═══ DATA TO USE ═══

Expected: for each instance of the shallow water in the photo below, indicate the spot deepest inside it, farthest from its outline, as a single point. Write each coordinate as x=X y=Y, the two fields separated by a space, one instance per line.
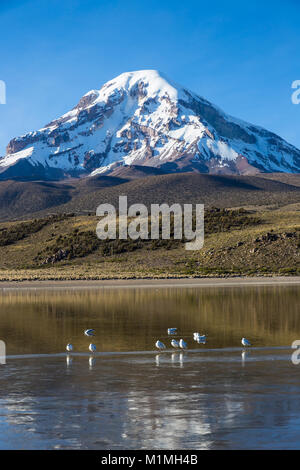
x=128 y=396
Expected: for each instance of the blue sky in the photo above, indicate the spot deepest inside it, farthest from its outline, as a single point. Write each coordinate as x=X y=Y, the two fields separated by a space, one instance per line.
x=242 y=57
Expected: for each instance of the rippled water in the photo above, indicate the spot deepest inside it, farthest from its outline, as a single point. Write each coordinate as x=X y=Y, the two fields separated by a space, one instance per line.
x=128 y=396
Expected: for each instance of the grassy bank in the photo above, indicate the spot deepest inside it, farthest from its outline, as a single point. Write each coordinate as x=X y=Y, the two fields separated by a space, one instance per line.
x=254 y=242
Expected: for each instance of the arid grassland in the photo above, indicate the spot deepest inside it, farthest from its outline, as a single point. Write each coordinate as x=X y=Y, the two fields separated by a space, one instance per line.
x=238 y=242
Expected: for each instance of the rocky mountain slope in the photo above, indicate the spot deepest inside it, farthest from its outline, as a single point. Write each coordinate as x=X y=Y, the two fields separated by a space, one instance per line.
x=142 y=118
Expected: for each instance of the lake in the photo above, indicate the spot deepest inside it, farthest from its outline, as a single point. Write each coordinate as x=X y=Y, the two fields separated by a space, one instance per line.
x=130 y=396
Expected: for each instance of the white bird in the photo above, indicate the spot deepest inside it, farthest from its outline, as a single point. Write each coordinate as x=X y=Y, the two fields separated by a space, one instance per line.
x=172 y=331
x=182 y=344
x=160 y=345
x=245 y=342
x=92 y=362
x=69 y=360
x=201 y=339
x=92 y=347
x=89 y=332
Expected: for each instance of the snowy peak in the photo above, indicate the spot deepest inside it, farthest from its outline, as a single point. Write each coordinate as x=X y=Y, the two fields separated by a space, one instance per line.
x=143 y=118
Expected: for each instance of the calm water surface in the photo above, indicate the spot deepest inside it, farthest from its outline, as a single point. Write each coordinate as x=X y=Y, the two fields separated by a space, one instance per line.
x=128 y=396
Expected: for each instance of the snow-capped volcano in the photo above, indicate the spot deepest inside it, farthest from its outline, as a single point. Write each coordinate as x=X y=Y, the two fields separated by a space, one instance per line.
x=142 y=118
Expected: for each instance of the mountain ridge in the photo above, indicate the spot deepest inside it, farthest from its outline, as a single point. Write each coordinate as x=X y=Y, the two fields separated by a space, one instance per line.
x=142 y=118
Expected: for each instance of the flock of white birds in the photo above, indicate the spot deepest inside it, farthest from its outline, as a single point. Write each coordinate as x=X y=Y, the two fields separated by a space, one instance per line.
x=181 y=344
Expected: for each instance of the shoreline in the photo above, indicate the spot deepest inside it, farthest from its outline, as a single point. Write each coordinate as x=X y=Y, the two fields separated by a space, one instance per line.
x=151 y=283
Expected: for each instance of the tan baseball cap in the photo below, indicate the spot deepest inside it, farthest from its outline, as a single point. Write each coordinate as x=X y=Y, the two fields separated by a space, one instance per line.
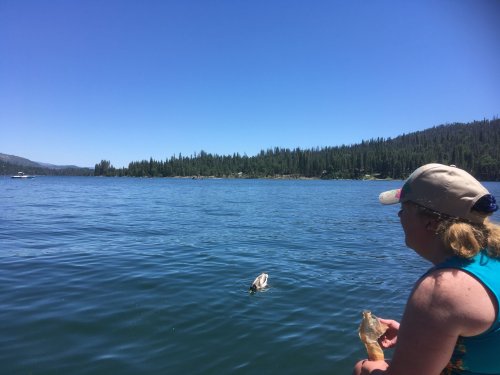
x=446 y=189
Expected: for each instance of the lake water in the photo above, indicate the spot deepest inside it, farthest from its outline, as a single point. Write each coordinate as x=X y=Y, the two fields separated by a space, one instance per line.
x=151 y=276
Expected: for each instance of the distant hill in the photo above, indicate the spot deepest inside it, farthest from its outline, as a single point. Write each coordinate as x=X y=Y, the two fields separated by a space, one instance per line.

═══

PROBLEM TO SOLVE. Exact output of each line above is wanted, without the pictures.

RESPONSE BELOW.
Expected: for each instance of the shallow water in the photo below, indicate the spot deepest inside it, farthest from its outline, as a single point. Write each coordinate as x=X y=Y, the two fields separated by a space, one instance per line.
x=128 y=396
Expected: for each instance of the blue sky in the photo above, indicate the spot deepest inside it, farthest from its outline, as a single point. Write each coordinate as x=X y=Y, the two fields separated by a space, one instance per line.
x=242 y=57
Expected: for each instance of the rippled water in the photo above, indicate the spot deepest inside it, farthest from its outline, as a single point. Write each coordinate as x=X y=Y, the two fields separated by a space, one instance per line.
x=128 y=396
Expected: for each instance of the grassy bank in the photo above, indicate the spot deepest inside it, farthest from its outline, as a single point. Write each coordinate as x=X y=Y, the two fields separated by a space, one instance per line.
x=254 y=242
Expected: for each instance of the arid grassland in the photo above, indicate the spot deepest inside it, farthest from its outline, as a single point. Write each coordinate as x=X y=Y, the two fields separated by a space, one instance per line.
x=238 y=242
Expected: for each instance of the rocky mountain slope in the photo above, indicate the spot deepest inside it, farthest from its outline, as a single point. Write each coordinate as x=X y=Y, the two fields separated by a space, one instance per line.
x=142 y=118
Expected: for each instance of the lake in the photo above, indicate the spot deepest inside it, farthest from its outline, as a single point. Write each coordinate as x=X y=Y, the two fields separated by a space, one instance per line.
x=130 y=396
Expected: for each instance of the white bird in the photo above, indicate the spot deepest inside it, farthest from its outline, as a single point. Write each coordinate as x=X y=Y, the two fields separated by a space, one instance per line.
x=172 y=331
x=182 y=344
x=160 y=345
x=245 y=342
x=92 y=362
x=69 y=360
x=201 y=339
x=92 y=347
x=89 y=332
Expected: for each instance of the snowy peak in the photo above, indicate the spot deepest inside it, farthest from its outline, as a single point. Write each coordinate as x=X y=Y, the two fields separated by a space, one instance per line.
x=143 y=118
Expected: for each instance of the calm water surface in the photo above, indicate the spot deepest inside it, farthest from its outline, as a single point. Write each coordinate as x=X y=Y, the two fields separated by a space, one instance per line.
x=128 y=396
Expected: for each instance of the snow-capped volcano in the photo above, indicate the spot deepest inside it, farthest from its outline, as a single point. Write each coordinate as x=X y=Y, the two fields separated by a space, one instance per line.
x=142 y=118
Expected: for each instance of the mountain ridge in the photo above, indicate the spot deepest inside it, farthest from its outline, as a single point. Write each coordinate as x=X y=Y, the two fields separated by a space, one instance per line.
x=142 y=118
Expected: for each instance of the flock of white birds in the photo above, indicate the spot deepest inside it, farthest from its outline, as a single point. Write each coordinate as x=X y=Y, the two fields separated by a space, one instance per line.
x=181 y=344
Expected: for each instance of the shoreline in the photo above, indicate the spot deepest inside it, farthest from its outline, as a single point. Write each coordinate as x=X y=Y, the two fields separated by a space, one instance per line.
x=151 y=283
Expected: for each instance of the tan baseball cap in the photo below, indicate the spot deepest inside it, farthest from its outline, as a single point. Write each coordinate as x=X y=Y, the two fields separated by a space, one instance per line.
x=446 y=189
Expected: for each instance of the lake water in the photo above, indicate the spot deepest inside it, farthest from its outline, as a single point. Write each coordinate as x=X y=Y, the two fields separated by a space, one instance per line.
x=151 y=276
Expected: for each instance of the distant hill in the photo above, indicate the spot deepest inside it, farthest from its outline, as a single point. Write each coordinate as x=X y=Y, the two fields separated by a space, one instance per line.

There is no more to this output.